Restate every line of the material, word for word.

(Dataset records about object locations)
========

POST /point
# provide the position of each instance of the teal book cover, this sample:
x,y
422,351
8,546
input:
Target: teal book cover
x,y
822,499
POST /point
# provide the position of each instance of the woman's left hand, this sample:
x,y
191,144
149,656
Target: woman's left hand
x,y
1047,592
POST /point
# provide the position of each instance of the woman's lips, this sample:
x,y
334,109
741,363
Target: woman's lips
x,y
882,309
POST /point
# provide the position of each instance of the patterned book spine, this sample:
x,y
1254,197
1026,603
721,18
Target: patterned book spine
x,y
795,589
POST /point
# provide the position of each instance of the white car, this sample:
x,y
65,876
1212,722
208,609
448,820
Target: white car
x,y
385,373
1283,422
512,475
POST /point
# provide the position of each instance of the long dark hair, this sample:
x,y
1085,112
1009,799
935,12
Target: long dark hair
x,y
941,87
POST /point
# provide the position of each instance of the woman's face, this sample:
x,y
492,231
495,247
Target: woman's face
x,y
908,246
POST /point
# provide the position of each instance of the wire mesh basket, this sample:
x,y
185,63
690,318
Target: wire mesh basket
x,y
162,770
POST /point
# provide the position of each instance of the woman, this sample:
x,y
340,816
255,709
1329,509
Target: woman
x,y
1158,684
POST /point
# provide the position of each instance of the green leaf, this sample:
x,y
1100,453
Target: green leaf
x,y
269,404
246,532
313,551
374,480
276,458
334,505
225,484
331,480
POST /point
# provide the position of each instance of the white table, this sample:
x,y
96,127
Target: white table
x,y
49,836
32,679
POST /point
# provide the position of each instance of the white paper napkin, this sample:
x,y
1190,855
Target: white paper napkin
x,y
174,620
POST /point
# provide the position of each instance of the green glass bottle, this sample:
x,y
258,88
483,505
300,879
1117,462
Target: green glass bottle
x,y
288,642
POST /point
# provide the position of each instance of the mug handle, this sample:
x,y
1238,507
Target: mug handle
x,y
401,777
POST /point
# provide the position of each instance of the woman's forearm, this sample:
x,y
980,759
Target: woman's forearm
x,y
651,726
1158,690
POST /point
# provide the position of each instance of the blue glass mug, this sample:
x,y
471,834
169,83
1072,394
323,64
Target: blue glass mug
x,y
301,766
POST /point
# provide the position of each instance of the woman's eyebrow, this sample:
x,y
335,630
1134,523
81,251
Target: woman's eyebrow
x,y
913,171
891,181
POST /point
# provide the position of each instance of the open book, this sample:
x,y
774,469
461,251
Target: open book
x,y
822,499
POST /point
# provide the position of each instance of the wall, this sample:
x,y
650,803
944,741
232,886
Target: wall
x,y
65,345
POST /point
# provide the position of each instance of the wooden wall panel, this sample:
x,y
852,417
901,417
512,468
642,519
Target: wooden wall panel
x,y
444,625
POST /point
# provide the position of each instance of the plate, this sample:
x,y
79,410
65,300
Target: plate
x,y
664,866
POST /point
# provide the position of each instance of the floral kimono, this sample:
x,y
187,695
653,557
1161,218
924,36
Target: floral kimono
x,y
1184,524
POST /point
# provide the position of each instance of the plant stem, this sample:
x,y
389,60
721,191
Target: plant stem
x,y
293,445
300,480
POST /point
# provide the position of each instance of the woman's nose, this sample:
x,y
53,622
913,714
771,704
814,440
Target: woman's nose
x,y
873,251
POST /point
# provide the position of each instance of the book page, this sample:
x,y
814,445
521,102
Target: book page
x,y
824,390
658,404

========

### Solution for this exercise
POST /point
# provide the position of each instance of the teal book cover, this sample:
x,y
422,351
8,546
input:
Target: teal book cover
x,y
822,499
POST /point
# provide the position of each instance of the woman's left hand, this sample:
x,y
191,144
149,656
Target: woman's left hand
x,y
1047,592
POST /point
# provide the position of each instance of the woman's lips, this sample:
x,y
334,109
741,363
Target: woman's lips
x,y
882,309
POST /point
# provide the position of each instance of the patterned book spine, this sample:
x,y
1254,197
1026,603
721,18
Target: patterned book spine
x,y
795,589
POST /point
# provide the position of each instance of the white car, this sample:
x,y
65,876
1212,722
208,609
448,820
Target: white car
x,y
385,373
1283,422
512,475
POST /point
# provide the position of each instance of the long dark hair, this sample:
x,y
1085,112
1009,799
935,12
Target: long dark hair
x,y
941,87
POST /point
# provide the position of each instance of the woman's face, this sample:
x,y
492,231
495,247
Target: woman's face
x,y
908,246
POST /point
# provide the position of each instance of the wire mesh basket, this sample:
x,y
185,63
690,318
Target: wire mesh basket
x,y
162,770
POST /point
# provide the position of each instance of the woman, this sample:
x,y
340,816
255,709
1329,509
Target: woman
x,y
1158,684
POST /point
# provide the position of each instance of the green leaf, this sample:
x,y
1100,453
Target: green leaf
x,y
269,404
246,532
313,551
374,480
276,458
334,505
225,484
331,480
POST /point
# provide the position of each instance of the white table, this sample:
x,y
96,127
Target: white table
x,y
49,836
32,679
POST /point
# provide the position of each instance of the white paper napkin, this sample:
x,y
1190,855
Target: white paper napkin
x,y
174,620
POST /point
# provide the position of each instance of the green glass bottle, this sample:
x,y
258,88
483,505
300,879
1117,462
Target: green glass bottle
x,y
288,642
POST /point
# provide the position of each instance of the mug handle, this sample:
x,y
1238,507
Target: mug handle
x,y
401,777
POST /point
# provide the position of each instance of the woman's forearm, this sample:
x,y
980,759
Target: woman's forearm
x,y
651,726
1158,690
POST /point
# provide the position of each instance of the blue glass mug, this sample:
x,y
471,834
169,83
1072,394
323,64
Target: blue glass mug
x,y
301,766
POST /point
# provide the position of each instance of the woman's eyebrow, this sample:
x,y
335,630
1134,523
81,251
Target: woman's eyebrow
x,y
913,171
891,181
POST /point
# provide the position of each instance of the open book, this sample:
x,y
774,469
461,251
Target: open book
x,y
822,499
POST /point
# provide the position of each instance of the wall, this sample:
x,y
650,803
944,741
232,886
Target: wall
x,y
65,345
POST /point
# provide the position of each instance of the wooden wall panel, this sample:
x,y
852,417
901,417
512,468
642,519
Target: wooden wall panel
x,y
444,625
POST /point
# provide the position of each instance of the plate, this sample:
x,y
79,410
65,300
Target: plate
x,y
664,866
POST /point
# provide the position of each instance of the floral kimono, this sample:
x,y
187,695
653,557
1161,218
924,36
Target: floral kimono
x,y
1184,524
POST /point
# provide the position of each instance of the plant stem, this sample:
x,y
389,60
721,191
Target: plant stem
x,y
293,445
300,480
POST /point
# provide the position of each instance of the woman's nose, this sample:
x,y
53,622
913,714
771,704
814,440
Target: woman's nose
x,y
873,251
POST /point
# provide the position of each instance of the book page, this sample:
x,y
814,445
521,102
Target: book page
x,y
824,390
658,404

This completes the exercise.